Une fois approvisionné par ses soins (si l’on peut dire), le congélo émancipe l’homme de toute intervention féminine aliénante. Face au frigo, l’homme se trouve mal dans sa peau. Intrus, il ne sait comment le remplir ; prédateur, il le vide, non sans quelque sentiment de culpabilité chez les plus civilisés. Le congélo, il l’alimente et le pille à son aise, chez lui, sans arrière-pensées sinon la discrète satisfaction d’une maîtrise retrouvée. Le congélo est un ami. C’est l’autre plus belle conquête de l’homme : on le couve d’un regard attendri, on le « flatte » exactement comme le cavalier flatte l’encolure de son cheval.
À toute heure du jour ou de la nuit, il suffit d’extraire de l’empire du froid le plat préparé par des industries asexuées et de le transférer dans l’empire du chaud en observant quelques consignes élémentaires et sans ambiguïté. Au verso de l’emballage, le modus operandi est clair, précis, pesé, minuté. Rien à voir avec le discours ésotérique des recettes de grand-mère que l’on croirait tirées d’un manuel de sorcellerie – discipline dans laquelle le mâle (le sorcier) ne sera jamais qu’un apprenti. Objectera-t-on la grande cuisine et ses grands chefs ? Ce serait oublier que ces derniers opèrent le plus souvent dans l’espace public du restaurant, l’agora pour ainsi dire, dans la parade et la compétition des toqués, le pur plaisir et le superflu, le potlatch et l’innovation risquée, tandis que la cuisinière administre chichement les plaisirs de bouche dans l’espace domestique où le goulash consonne sinistrement avec le goulag.
Le (ou la) médiologue ajoutera qu’à la différence du cuisinier, la cuisinière désigne indifféremment le sujet et le dispositif technique qu’elle met en œuvre, au risque d’abolir la frontière entre l’homme et la machine, sous le règne du robot ménagère. Décidément, et pour paraphraser à peine un ancien nouveau philosophe : la cuisinière est le mangeur d’hommes.

Questions et exercices:
a – Répondez à ces questions sur l'extrait :
(i) Où figure le mode d'emploi du plat préparé ?
(ii) Dans quel espace les grands chefs opèrent-ils le plus souvent ?
(iii) À quel geste de cavalier est comparée la façon dont on « flatte » le congélo ?
b – Recopiez mot pour mot le passage de l'extrait qui commence aux mots "Une fois approvisionné" et s'arrête après les mots "de son cheval.".
Les items proviennent d'une autre source que l'extrait.

Données fournies:
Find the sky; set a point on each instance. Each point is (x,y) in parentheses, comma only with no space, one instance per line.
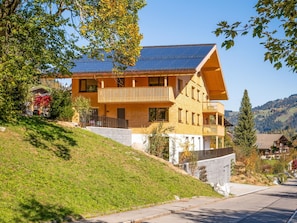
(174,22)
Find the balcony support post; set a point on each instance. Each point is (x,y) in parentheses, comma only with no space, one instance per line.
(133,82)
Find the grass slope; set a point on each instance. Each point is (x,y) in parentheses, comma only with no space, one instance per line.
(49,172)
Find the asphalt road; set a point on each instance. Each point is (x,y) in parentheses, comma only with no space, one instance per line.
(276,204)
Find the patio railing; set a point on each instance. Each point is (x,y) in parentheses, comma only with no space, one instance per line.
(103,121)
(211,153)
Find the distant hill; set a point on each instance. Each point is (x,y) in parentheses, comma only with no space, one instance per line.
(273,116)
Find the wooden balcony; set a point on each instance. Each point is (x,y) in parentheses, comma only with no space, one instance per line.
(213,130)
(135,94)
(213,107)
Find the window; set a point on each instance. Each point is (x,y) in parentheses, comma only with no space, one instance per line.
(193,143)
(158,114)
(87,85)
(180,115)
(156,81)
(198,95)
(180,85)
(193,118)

---

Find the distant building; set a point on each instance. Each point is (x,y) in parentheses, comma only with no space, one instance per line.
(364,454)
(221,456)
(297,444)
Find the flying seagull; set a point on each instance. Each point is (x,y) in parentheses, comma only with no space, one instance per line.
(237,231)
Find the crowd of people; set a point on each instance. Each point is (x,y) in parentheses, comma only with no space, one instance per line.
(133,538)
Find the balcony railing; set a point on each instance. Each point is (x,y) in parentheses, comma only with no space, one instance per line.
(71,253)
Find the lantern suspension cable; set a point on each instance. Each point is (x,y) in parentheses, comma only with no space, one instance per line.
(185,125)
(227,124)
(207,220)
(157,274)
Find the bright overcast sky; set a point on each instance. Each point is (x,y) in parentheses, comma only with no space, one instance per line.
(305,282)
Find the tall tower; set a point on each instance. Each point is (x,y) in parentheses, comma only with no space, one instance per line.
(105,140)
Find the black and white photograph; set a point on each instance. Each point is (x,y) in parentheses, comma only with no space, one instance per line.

Corrigé des exercices:
a –
(i) Au verso de l'emballage.
(ii) Dans l'espace public du restaurant.
(iii) Au geste du cavalier qui flatte l'encolure de son cheval.

b –
Une fois approvisionné par ses soins (si l’on peut dire), le congélo émancipe l’homme de toute intervention féminine aliénante. Face au frigo, l’homme se trouve mal dans sa peau. Intrus, il ne sait comment le remplir ; prédateur, il le vide, non sans quelque sentiment de culpabilité chez les plus civilisés. Le congélo, il l’alimente et le pille à son aise, chez lui, sans arrière-pensées sinon la discrète satisfaction d’une maîtrise retrouvée. Le congélo est un ami. C’est l’autre plus belle conquête de l’homme : on le couve d’un regard attendri, on le « flatte » exactement comme le cavalier flatte l’encolure de son cheval.